● Document section:
start
Date
24 September 2017
Hong Kong is expected to have a shortage of three million square feet of office space by 2020, equivalent to three office towers of Two IFC. Photo: Bloomberg
Hong Kong is expected to have a shortage of three million square feet of office space by 2020, equivalent to three office towers of Two IFC. Photo: Bloomberg

Hong Kong tops the world in office building prices

Hong Kong skyscrapers continue to be the most expensive commercial real estate in the world, according to property consultancy firm Knight Frank.

Their capital values are about US$6,330 per square foot this year, 50 percent higher than those in Tokyo, which ranked second among 15 metropolises in the company’s annual Global Cities report.

Thomas Lam, Knight Frank senior director and head of valuation and consultancy, said it would be difficult to say when Hong Kong prices will come down given the lack of land supply for new office towers.

“It takes three to four years to build a grade-A office tower. Reconstruction projects may take five to seven years… it is very difficult to resolve the shortage [of office space] in the short run,” he said.
end
Answer these questions using the article on Hong Kong office prices:
(a) How large an office space shortage is Hong Kong expected to face by 2020?
(b) Which city ranked second in the annual Global Cities report?
(c) According to Thomas Lam, how long does it take to build a grade-A office tower?
The data plays no part in this exercise.

● Data lines:
start
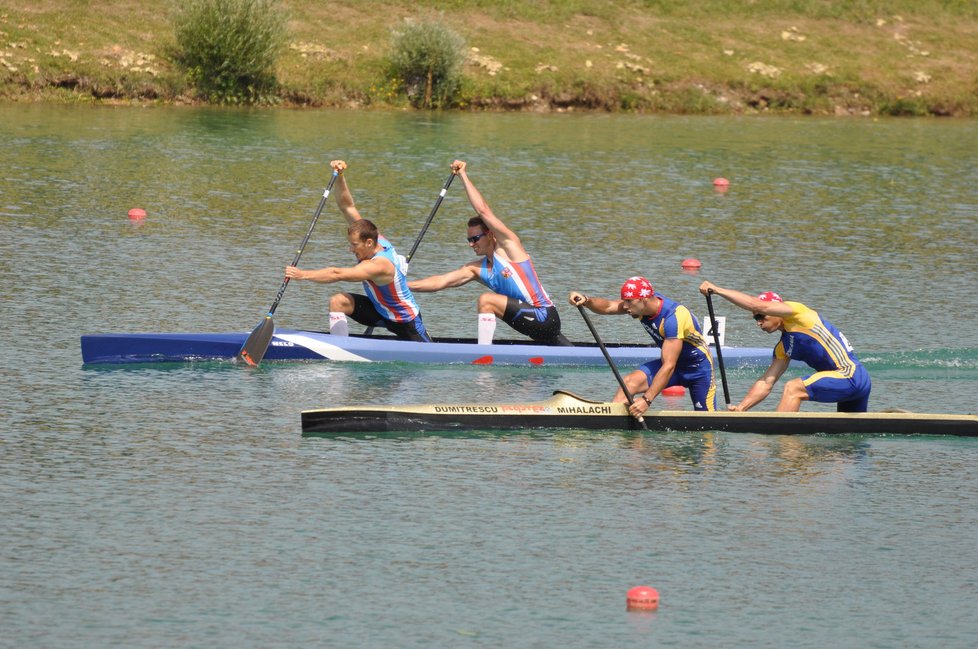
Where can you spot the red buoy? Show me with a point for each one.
(642, 598)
end
● Solution for this exercise:
(a) Three million square feet
(b) Tokyo
(c) Three to four years